[Text section]
▼

COPT Announces Over 460,000 Square Feet of Development Leasing in the Second Quarter of 2013

COLUMBIA, Md.--(BUSINESS WIRE)-- Corporate Office Properties Trust (COPT) (NYSE: OFC), announces it executed leases for over one million square feet during the second quarter of 2013. Of the total, nearly 600,000 square feet were new leases, including over 460,000 square feet of new leases for properties under construction before or during the second quarter of 2013. As a result, the Company’s construction pipeline, which was 62% pre-leased at March 31, 2013, was 74% leased at June 30, 2013.

Included in the development leasing total were leases with two strategic tenants for approximately 395,000 square feet in buildings currently under construction in Northern Virginia. Both buildings are now 100% leased, with anticipated move-in dates during the first quarter of 2014 and the first half of 2015.

       
    Square Feet
For the Quarter ended June 30, 2013     Leased
 
Renewing leases 451,000
 
New leases:
Development and Redevelopment Space 461,000
Other New Leases 133,000
Total New Leases 594,000
 
Total square feet of office leasing in 2Q13 1,045,000
       

“We are pleased to see development leasing outpacing our forecast for the year,” stated Roger A. Waesche, Jr., President & Chief Executive Officer of COPT. “We believe that four consecutive quarters of better than expected demand for new development space illustrates how some of our strategic customers are regaining the confidence to make longer term space commitments,” he stated.

Company Information

COPT is an office REIT that focuses primarily on serving the specialized requirements of U.S. Government agencies and defense contractors, most of whom are engaged in defense information technology and national security-related activities. The Company generally acquires, develops, manages and leases office and data center properties concentrated in large office parks primarily located near knowledge-based government demand drivers and/or in targeted markets or submarkets in the Greater Washington, DC/Baltimore region. As of March 31, 2013, the Company’s consolidated portfolio consisted of 210 office properties totaling 19.1 million rentable square feet. COPT is an S&P MidCap 400 company.

Forward-Looking Information

This press release may contain “forward-looking” statements, as defined in Section 27A of the Securities Act of 1933 and Section 21E of the Securities Exchange Act of 1934, that are based on the Company’s current expectations, estimates and projections about future events and financial trends affecting the Company. Forward-looking statements can be identified by the use of words such as “may,” “will,” “should,” “could,” “believe,” “anticipate,” “expect,” “estimate,” “plan” or other comparable terminology. Forward-looking statements are inherently subject to risks and uncertainties, many of which the Company cannot predict with accuracy and some of which the Company might not even anticipate. Accordingly, the Company can give no assurance that these expectations, estimates and projections will be achieved. Future events and actual results may differ materially from those discussed in the forward-looking statements.

▲

[The problem]
According to the COPT leasing announcement, what share of the company's construction pipeline was leased at June 30, 2013?

[Extracted information]
▼

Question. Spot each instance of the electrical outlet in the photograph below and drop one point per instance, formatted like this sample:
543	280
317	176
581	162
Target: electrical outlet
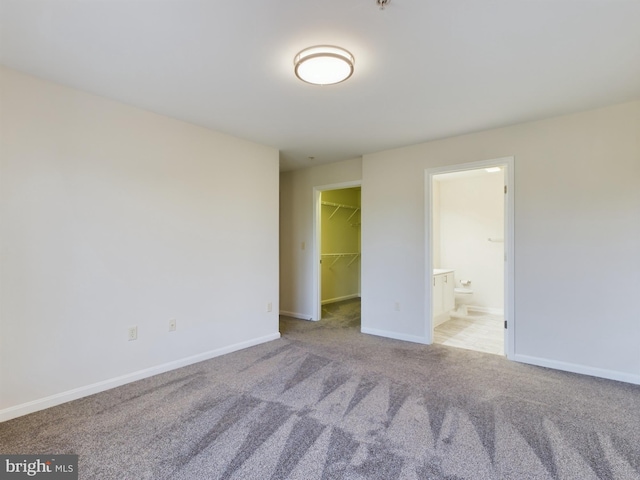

▲

[Response to this task]
74%